What this exercise asks:
1/ From the text on isolation in ACID, list every rule that multi-version concurrency control uses to decide which writes a reading transaction can see.
2/ Answer these questions from the text on isolation in ACID, one line each:
(a) What technique does Read Committed use to prevent dirty writes?
(b) In the bank account example, how much money is transferred, and from which account to which?
(c) What name does the text give to the concurrency bug in the on-call doctors scenario?

Meaning of Isolation in ACID

  • Most databases are accessed by multiple clients at the same time, which could lead to race condition issues when 1 transaction (txn) reads data that is concurrently modified by another txn.
Race condition between 2 clients concurrently increasing a counter

Isolation in the sense of ACID means that 2 concurrent transactions are isolated from each other. Each txn can pretend that it is the only txn running on the entire DB.
In practice, this highest level of isolation is rarely used because of the performance expense. So, databases often offer multiple levels of Isolation to trade-off the performance and isolation level.

Weak Isolation Levels

Dirty read
  • A transaction can see changes to data made by other txn that are not committed yet. This data changes may actually not happend if the other txn rollbacks later.
  • There is no lock overhead in this level => high performant.
Read Commited

In this level, 2 rules are guaranteed:

  • when reading from DB, a txn only see data that has been committed.
  • when writing to DB, a txn only overwrite data that has been committed.

Example, user 1 set x = 3, but user 2 get x still return old value of x, 2, while user 1 has not yet committed.

Implementation:

  • Prevent dirty write: using row-level locks, when a txn want to modify a row, it has to acquire the lock on that row. The lock will be released when txn committed/ aborted.
  • Prevent dirty read: DB stores both old committed value and the new value set by ongoing txn, other txn that read the row are given the old value.
Repeatable read/ Snapshot isolation

Let's consider an example that data still looks inconsistent even with Read committed isolation level: Alice has $1000 in 2 bank accounts, $500 each. Now, she transfers $100 from acc-2 to acc-1. When the txn is being processed, she check the acc balance at a time before the incoming payment has arrived and other acc after the outgoing transfer has been made. What she get is acc-1 has $500, acc-2 has $400 => $100 was missing.
In fact, this is a acceptable scenario because the data will be consistent eventually. However, some situations cannot tolerate such temporary inconsistency, e.g. Analytic queries when you may want to run a query that scan over large parts of DB to check the integrity of data => these queries can return nonsensical results.

Repeatable Read is the solution to this problem, the rule is simple:

Txn sees all the data that was committed in the DB at the start of the txn.

Implementation

  • Read repeatable uses the same lock mechanism as Read committed to avoid dirty read/write.
  • To avoid non-repeatable read, Snapshot isolation use a technique called multi-version concurrency control (MVCC):
    • when a txn started, it is given a unique, always-increasing id txid
    • whenever a txn writes anything to DB, the written data is tagged with the txid of the writer.
    • when a txn reads from DB, the txid is used to decide which rows it can see and which are invisible:
      • at the start of each txn, DB makes a list of ongoing txn at that time. Any writes belong to those txn are ignored
      • any writes made by aborted txn are ignored
      • any write made by transactions with higher txid are ignored
      • all other writes are visible
Serializable

There are still many ways in which we can have concurrency bug when using Repeatable read level. Let's imagine that Alice and Bob are 2 on-call doctors for a particular shift. Both are feeling unwell, so they both decide to request leave. Unfortunately, they happen to click the button to go off call at approximately the same time:

Certainly, this scenario doesn't violate the Read repeatable isolation level, but after 2 txn commit, no doctor is on call!!! This is called write skew.

Data for review:
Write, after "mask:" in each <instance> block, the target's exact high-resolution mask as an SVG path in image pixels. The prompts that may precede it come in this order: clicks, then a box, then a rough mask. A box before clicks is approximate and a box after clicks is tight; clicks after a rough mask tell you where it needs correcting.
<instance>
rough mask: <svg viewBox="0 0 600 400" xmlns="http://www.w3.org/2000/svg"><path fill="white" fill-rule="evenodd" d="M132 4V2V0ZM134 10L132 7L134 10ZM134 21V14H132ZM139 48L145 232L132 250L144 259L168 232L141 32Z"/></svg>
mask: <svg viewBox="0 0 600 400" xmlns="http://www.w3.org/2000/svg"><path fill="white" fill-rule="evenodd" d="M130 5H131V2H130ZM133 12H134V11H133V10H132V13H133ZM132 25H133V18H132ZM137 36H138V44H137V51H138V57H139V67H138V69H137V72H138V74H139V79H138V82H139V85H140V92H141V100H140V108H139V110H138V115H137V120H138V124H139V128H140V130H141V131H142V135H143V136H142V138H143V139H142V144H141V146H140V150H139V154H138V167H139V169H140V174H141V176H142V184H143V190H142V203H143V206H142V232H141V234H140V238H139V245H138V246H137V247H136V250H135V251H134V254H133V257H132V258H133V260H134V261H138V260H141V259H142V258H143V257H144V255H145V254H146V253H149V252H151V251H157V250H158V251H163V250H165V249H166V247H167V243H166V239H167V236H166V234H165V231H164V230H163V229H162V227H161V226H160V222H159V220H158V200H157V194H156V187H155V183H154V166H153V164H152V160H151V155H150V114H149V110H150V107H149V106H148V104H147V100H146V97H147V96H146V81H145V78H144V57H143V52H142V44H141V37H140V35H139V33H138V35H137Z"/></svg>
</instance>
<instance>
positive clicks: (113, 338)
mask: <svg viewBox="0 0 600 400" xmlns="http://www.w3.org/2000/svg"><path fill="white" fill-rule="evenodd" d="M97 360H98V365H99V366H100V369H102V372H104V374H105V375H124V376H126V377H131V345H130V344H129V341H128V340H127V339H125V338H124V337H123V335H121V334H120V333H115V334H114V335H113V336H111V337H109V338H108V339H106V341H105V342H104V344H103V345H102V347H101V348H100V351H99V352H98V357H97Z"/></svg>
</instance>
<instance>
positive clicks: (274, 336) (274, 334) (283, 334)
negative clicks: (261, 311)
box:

Per-task answers:
1/
- Writes that belong to transactions still ongoing when the reading transaction starts are ignored.
- Writes made by aborted transactions are ignored.
- Writes made by transactions with a higher txid are ignored.
- All other writes are visible.

2/
(a) Row-level locks: a transaction must acquire the lock on a row to modify it and releases it when it commits or aborts.
(b) $100, from acc-2 to acc-1.
(c) Write skew.